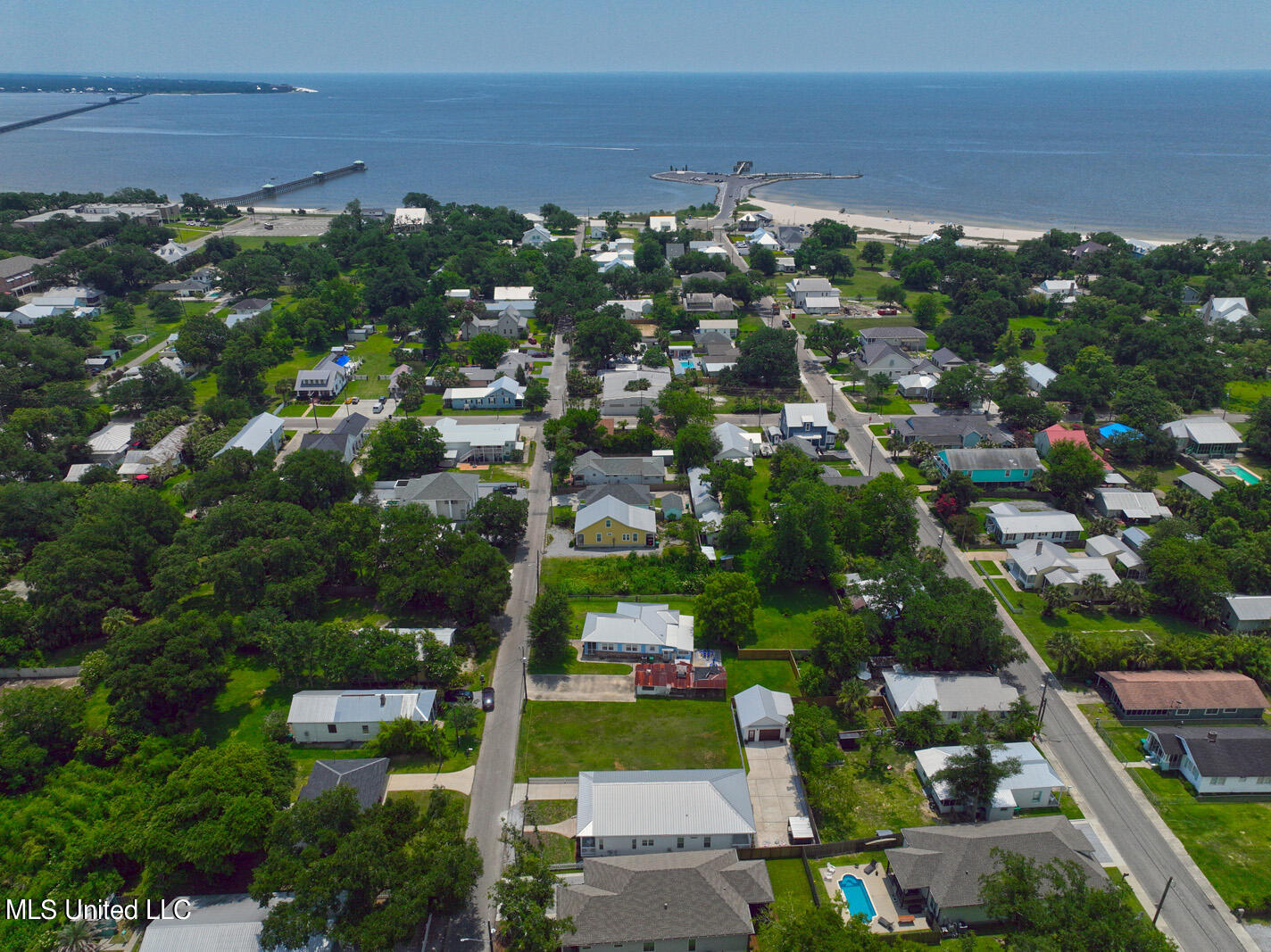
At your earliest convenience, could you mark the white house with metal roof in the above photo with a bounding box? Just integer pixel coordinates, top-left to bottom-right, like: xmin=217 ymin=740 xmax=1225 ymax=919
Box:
xmin=577 ymin=769 xmax=755 ymax=857
xmin=287 ymin=688 xmax=437 ymax=743
xmin=710 ymin=421 xmax=758 ymax=465
xmin=777 ymin=403 xmax=839 ymax=450
xmin=914 ymin=741 xmax=1067 ymax=820
xmin=1223 ymin=595 xmax=1271 ymax=632
xmin=984 ymin=502 xmax=1082 ymax=545
xmin=732 ymin=683 xmax=794 ymax=743
xmin=1196 ymin=297 xmax=1253 ymax=324
xmin=1004 ymin=539 xmax=1121 ymax=591
xmin=215 ymin=413 xmax=286 ymax=456
xmin=582 ymin=601 xmax=693 ymax=661
xmin=1160 ymin=417 xmax=1244 ymax=458
xmin=1094 ymin=488 xmax=1171 ymax=522
xmin=882 ymin=667 xmax=1019 ymax=724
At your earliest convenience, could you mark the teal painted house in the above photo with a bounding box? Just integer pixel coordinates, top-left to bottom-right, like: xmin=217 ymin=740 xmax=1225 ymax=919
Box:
xmin=935 ymin=446 xmax=1043 ymax=485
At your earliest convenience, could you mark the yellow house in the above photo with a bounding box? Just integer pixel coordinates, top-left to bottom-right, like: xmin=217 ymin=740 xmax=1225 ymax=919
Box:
xmin=573 ymin=496 xmax=657 ymax=549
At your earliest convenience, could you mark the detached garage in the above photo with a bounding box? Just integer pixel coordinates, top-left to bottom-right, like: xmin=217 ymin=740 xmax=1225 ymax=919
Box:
xmin=732 ymin=683 xmax=794 ymax=743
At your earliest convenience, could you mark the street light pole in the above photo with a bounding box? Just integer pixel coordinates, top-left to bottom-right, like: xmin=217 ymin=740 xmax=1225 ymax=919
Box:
xmin=1151 ymin=876 xmax=1175 ymax=925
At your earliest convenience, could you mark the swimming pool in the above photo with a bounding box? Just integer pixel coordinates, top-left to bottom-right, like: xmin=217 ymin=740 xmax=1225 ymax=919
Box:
xmin=1226 ymin=463 xmax=1262 ymax=485
xmin=839 ymin=873 xmax=877 ymax=919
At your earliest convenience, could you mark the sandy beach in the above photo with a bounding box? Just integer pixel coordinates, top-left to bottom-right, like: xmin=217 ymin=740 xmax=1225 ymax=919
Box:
xmin=746 ymin=195 xmax=1043 ymax=242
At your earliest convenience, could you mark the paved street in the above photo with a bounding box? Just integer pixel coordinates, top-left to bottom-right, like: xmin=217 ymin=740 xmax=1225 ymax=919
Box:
xmin=800 ymin=321 xmax=1257 ymax=951
xmin=429 ymin=337 xmax=569 ymax=952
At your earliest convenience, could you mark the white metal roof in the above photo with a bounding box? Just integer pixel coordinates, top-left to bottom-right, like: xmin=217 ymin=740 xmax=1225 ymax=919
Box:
xmin=578 ymin=769 xmax=755 ymax=838
xmin=732 ymin=683 xmax=794 ymax=730
xmin=914 ymin=741 xmax=1067 ymax=807
xmin=573 ymin=496 xmax=657 ymax=534
xmin=582 ymin=602 xmax=693 ymax=652
xmin=1226 ymin=595 xmax=1271 ymax=622
xmin=287 ymin=688 xmax=437 ymax=724
xmin=882 ymin=670 xmax=1019 ymax=713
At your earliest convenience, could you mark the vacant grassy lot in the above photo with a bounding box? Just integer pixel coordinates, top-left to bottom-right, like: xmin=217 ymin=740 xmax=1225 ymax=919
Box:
xmin=1226 ymin=380 xmax=1271 ymax=413
xmin=516 ymin=698 xmax=741 ymax=781
xmin=842 ymin=386 xmax=914 ymax=417
xmin=723 ymin=656 xmax=800 ymax=697
xmin=1008 ymin=591 xmax=1196 ymax=667
xmin=525 ymin=799 xmax=578 ymax=826
xmin=804 ymin=748 xmax=935 ymax=841
xmin=1130 ymin=767 xmax=1271 ymax=919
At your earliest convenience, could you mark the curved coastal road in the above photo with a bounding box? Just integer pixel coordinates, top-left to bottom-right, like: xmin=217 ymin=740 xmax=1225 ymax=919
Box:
xmin=798 ymin=313 xmax=1257 ymax=952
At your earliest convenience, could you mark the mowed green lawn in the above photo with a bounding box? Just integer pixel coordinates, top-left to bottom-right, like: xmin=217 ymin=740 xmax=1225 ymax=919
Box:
xmin=723 ymin=656 xmax=800 ymax=697
xmin=516 ymin=698 xmax=741 ymax=781
xmin=1130 ymin=767 xmax=1271 ymax=919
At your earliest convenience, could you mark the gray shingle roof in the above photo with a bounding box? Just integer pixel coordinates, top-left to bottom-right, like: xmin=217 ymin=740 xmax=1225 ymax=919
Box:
xmin=578 ymin=769 xmax=755 ymax=836
xmin=886 ymin=816 xmax=1107 ymax=909
xmin=941 ymin=447 xmax=1041 ymax=470
xmin=557 ymin=849 xmax=773 ymax=946
xmin=1148 ymin=724 xmax=1271 ymax=776
xmin=296 ymin=757 xmax=389 ymax=809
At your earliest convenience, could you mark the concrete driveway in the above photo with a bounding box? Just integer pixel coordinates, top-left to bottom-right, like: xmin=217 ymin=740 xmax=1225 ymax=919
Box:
xmin=746 ymin=741 xmax=809 ymax=847
xmin=528 ymin=675 xmax=636 ymax=704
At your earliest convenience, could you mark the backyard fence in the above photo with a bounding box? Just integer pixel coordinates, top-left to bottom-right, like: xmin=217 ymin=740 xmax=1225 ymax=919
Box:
xmin=0 ymin=665 xmax=79 ymax=682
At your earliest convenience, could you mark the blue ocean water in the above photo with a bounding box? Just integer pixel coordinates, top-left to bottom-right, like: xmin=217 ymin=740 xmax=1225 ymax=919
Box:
xmin=0 ymin=72 xmax=1271 ymax=237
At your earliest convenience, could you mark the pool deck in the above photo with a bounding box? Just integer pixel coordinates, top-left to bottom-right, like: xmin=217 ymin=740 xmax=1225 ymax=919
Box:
xmin=821 ymin=863 xmax=928 ymax=935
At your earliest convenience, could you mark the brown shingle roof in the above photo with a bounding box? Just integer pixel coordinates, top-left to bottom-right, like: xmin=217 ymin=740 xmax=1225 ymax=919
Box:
xmin=1098 ymin=671 xmax=1267 ymax=710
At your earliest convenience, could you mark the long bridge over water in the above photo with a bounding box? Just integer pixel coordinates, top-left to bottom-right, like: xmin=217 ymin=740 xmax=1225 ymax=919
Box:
xmin=0 ymin=93 xmax=145 ymax=135
xmin=652 ymin=159 xmax=861 ymax=227
xmin=212 ymin=159 xmax=366 ymax=204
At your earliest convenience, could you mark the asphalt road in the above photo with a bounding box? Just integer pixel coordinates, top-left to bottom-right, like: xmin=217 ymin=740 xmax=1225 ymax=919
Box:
xmin=427 ymin=327 xmax=569 ymax=952
xmin=800 ymin=321 xmax=1257 ymax=952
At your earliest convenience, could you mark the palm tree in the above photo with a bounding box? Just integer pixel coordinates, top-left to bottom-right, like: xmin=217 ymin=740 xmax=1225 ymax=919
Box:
xmin=1041 ymin=584 xmax=1073 ymax=620
xmin=1112 ymin=578 xmax=1148 ymax=617
xmin=909 ymin=440 xmax=935 ymax=463
xmin=1076 ymin=575 xmax=1109 ymax=605
xmin=102 ymin=608 xmax=137 ymax=638
xmin=57 ymin=919 xmax=99 ymax=952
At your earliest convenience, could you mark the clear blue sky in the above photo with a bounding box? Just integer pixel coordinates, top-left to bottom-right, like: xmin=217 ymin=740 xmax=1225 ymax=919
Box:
xmin=7 ymin=0 xmax=1271 ymax=74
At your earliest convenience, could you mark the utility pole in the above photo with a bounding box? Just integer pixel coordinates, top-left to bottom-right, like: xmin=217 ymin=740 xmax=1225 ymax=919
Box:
xmin=1151 ymin=876 xmax=1175 ymax=925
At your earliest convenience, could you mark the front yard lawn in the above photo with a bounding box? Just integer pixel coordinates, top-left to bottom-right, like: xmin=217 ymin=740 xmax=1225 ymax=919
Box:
xmin=723 ymin=652 xmax=800 ymax=698
xmin=516 ymin=698 xmax=741 ymax=781
xmin=1130 ymin=767 xmax=1271 ymax=919
xmin=1076 ymin=703 xmax=1148 ymax=764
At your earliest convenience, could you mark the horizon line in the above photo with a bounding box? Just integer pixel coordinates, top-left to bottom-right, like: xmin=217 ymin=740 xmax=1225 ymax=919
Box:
xmin=0 ymin=66 xmax=1271 ymax=81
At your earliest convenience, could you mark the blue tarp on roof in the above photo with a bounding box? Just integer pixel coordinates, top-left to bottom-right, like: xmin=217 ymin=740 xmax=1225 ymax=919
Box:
xmin=1100 ymin=423 xmax=1142 ymax=440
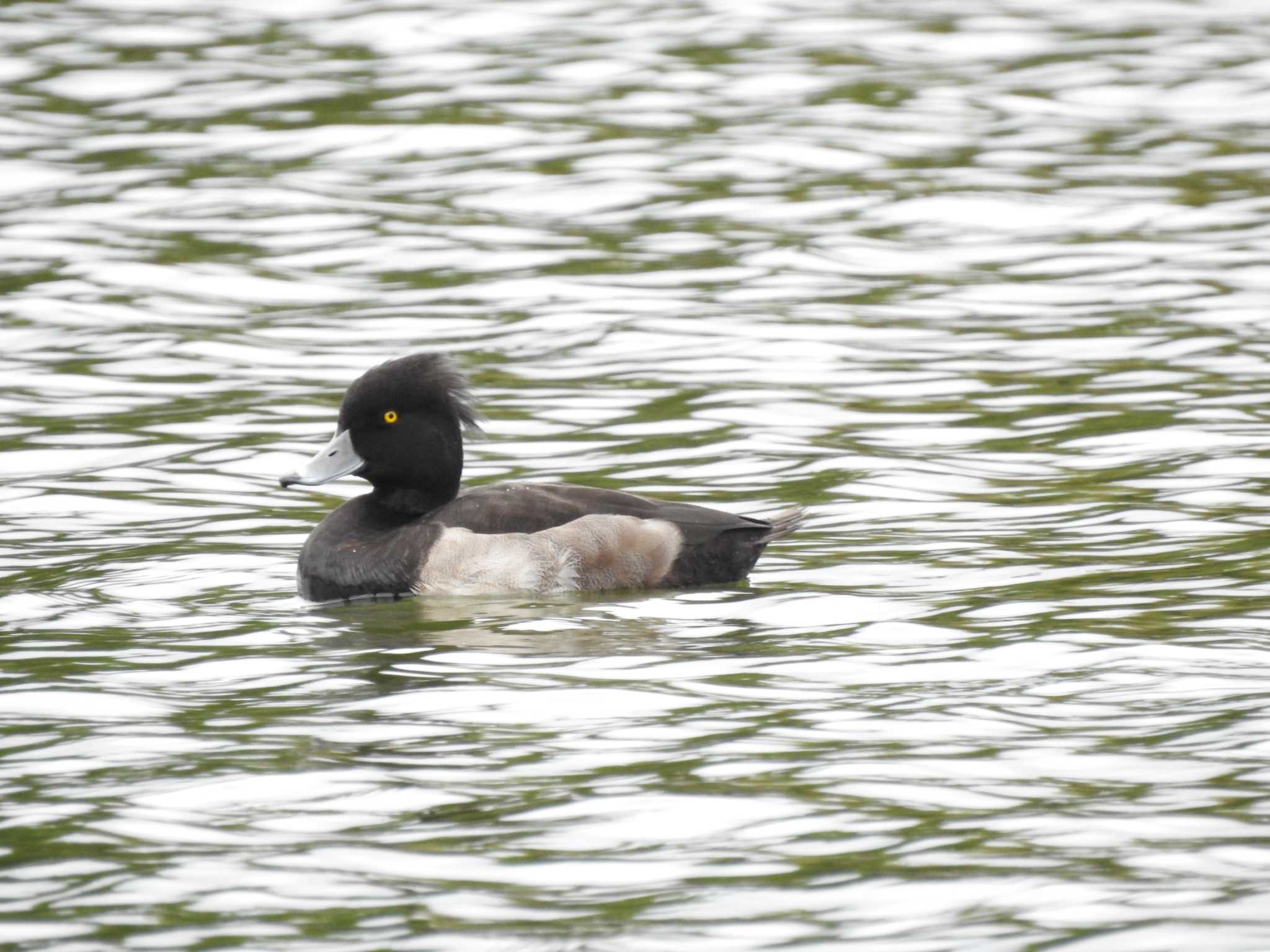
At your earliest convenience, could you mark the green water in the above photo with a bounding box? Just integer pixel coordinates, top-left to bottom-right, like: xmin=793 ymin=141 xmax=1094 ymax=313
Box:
xmin=0 ymin=0 xmax=1270 ymax=952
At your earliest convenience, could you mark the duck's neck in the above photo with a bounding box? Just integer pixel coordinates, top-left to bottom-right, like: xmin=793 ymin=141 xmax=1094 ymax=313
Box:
xmin=371 ymin=480 xmax=458 ymax=515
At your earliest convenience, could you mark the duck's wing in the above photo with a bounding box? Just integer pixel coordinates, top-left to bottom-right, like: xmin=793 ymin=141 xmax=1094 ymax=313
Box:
xmin=428 ymin=483 xmax=802 ymax=588
xmin=429 ymin=482 xmax=757 ymax=545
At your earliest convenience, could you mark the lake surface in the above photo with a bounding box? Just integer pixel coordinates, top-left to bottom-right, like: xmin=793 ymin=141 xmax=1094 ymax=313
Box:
xmin=0 ymin=0 xmax=1270 ymax=952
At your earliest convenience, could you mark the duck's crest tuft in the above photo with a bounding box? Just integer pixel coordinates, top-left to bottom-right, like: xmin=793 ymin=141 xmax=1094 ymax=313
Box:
xmin=339 ymin=354 xmax=481 ymax=433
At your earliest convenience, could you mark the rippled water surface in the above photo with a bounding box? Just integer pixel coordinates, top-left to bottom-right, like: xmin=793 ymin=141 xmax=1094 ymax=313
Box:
xmin=0 ymin=0 xmax=1270 ymax=952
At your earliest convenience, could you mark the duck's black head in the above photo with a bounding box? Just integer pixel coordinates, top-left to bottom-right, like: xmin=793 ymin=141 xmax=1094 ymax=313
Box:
xmin=282 ymin=354 xmax=476 ymax=513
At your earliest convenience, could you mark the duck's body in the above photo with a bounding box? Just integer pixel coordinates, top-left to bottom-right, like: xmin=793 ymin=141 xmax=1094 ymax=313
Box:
xmin=282 ymin=354 xmax=801 ymax=602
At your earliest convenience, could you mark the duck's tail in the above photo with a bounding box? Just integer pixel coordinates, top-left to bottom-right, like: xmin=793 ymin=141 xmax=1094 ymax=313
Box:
xmin=758 ymin=505 xmax=806 ymax=545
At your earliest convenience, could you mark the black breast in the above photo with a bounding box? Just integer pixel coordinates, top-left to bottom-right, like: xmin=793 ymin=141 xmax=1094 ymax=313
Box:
xmin=296 ymin=494 xmax=441 ymax=602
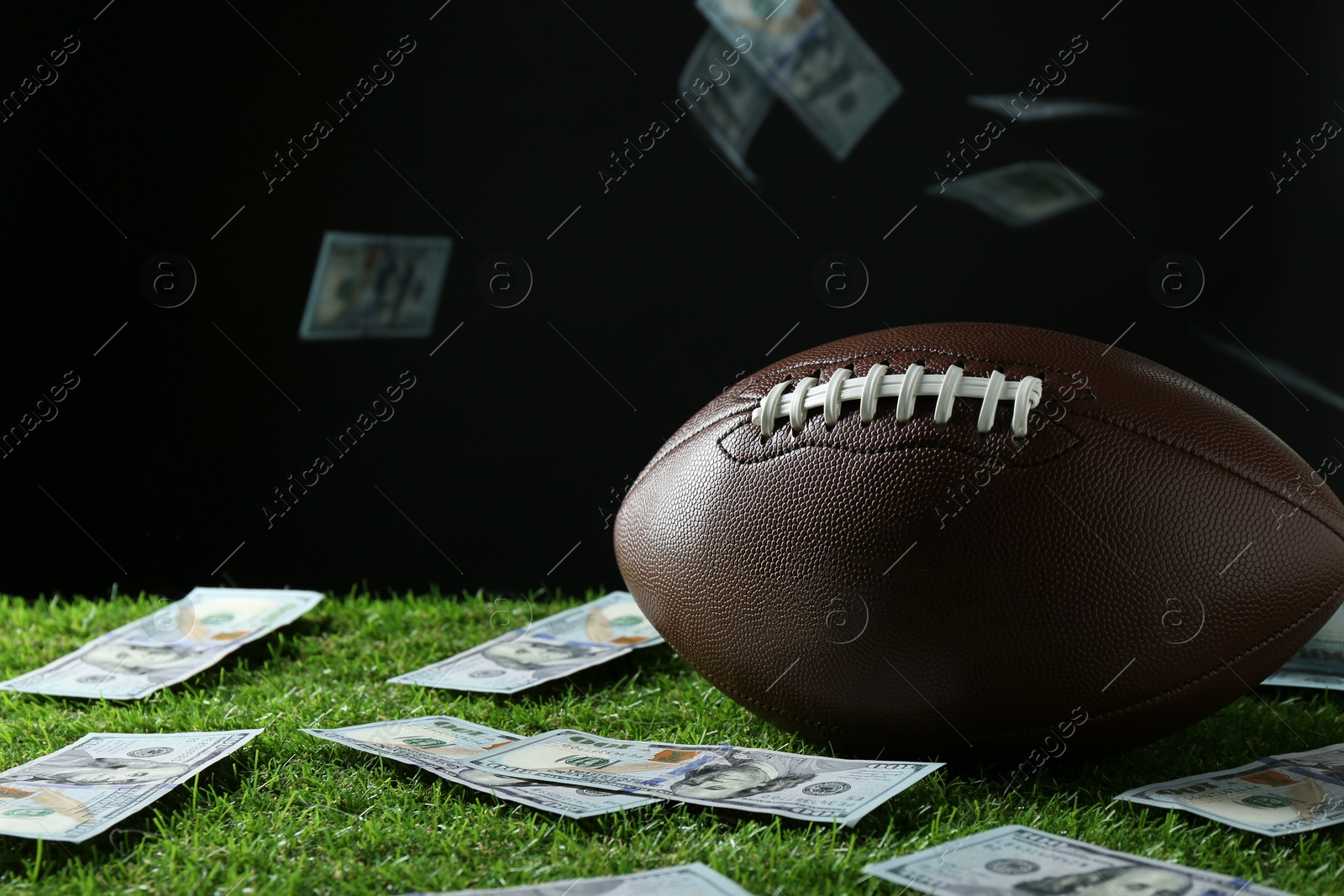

-- -- --

Return the lines above word for word, from the line with "At your earliest convenience, could you mark the swimming" up to and including the line with "xmin=882 ymin=670 xmax=1019 ymax=713".

### RESPONSE BELOW
At your earliest convenience, could you mark the swimming pool in the above photo with a bounding box? Just integer pixel coordinates, top-left to bottom-right, like: xmin=217 ymin=740 xmax=1225 ymax=919
Box:
xmin=1226 ymin=463 xmax=1262 ymax=485
xmin=839 ymin=873 xmax=877 ymax=919
At your earliest convenience, could you mark the sandy beach in the above photo with a bounding box? Just integer pixel coordinates, top-left to bottom-right, like: xmin=217 ymin=740 xmax=1225 ymax=919
Box:
xmin=746 ymin=195 xmax=1043 ymax=242
At your earliest convenience, could you mark the paved street in the above photo with a bounding box? Just integer pixel coordinates, top-left to bottom-right, like: xmin=217 ymin=740 xmax=1225 ymax=919
Box:
xmin=800 ymin=321 xmax=1257 ymax=951
xmin=429 ymin=337 xmax=569 ymax=952
At your earliest convenience, could you mark the white metal roof in the above photo with a bounding box? Just integer pixel coordinates, top-left to bottom-right, like: xmin=217 ymin=740 xmax=1225 ymax=919
Box:
xmin=578 ymin=769 xmax=755 ymax=838
xmin=732 ymin=683 xmax=794 ymax=730
xmin=914 ymin=741 xmax=1067 ymax=807
xmin=573 ymin=496 xmax=657 ymax=534
xmin=582 ymin=602 xmax=693 ymax=652
xmin=1226 ymin=595 xmax=1271 ymax=622
xmin=287 ymin=688 xmax=437 ymax=724
xmin=882 ymin=670 xmax=1019 ymax=713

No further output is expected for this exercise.